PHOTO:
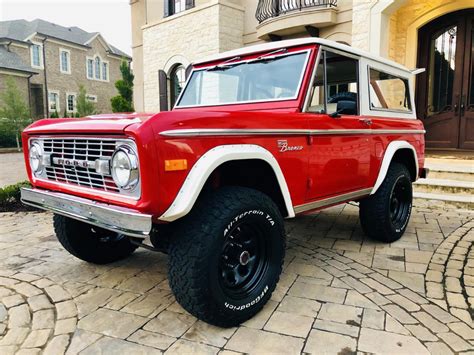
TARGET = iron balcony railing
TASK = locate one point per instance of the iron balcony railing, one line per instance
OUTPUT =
(267, 9)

■ **Problem requirements**
Reproduce the material above verbatim, line for line, and omit the pictures.

■ **Exercise response**
PHOTO:
TARGET = iron balcony railing
TASK = locate one point per instance of the iron balcony railing, one line per instance
OUTPUT =
(267, 9)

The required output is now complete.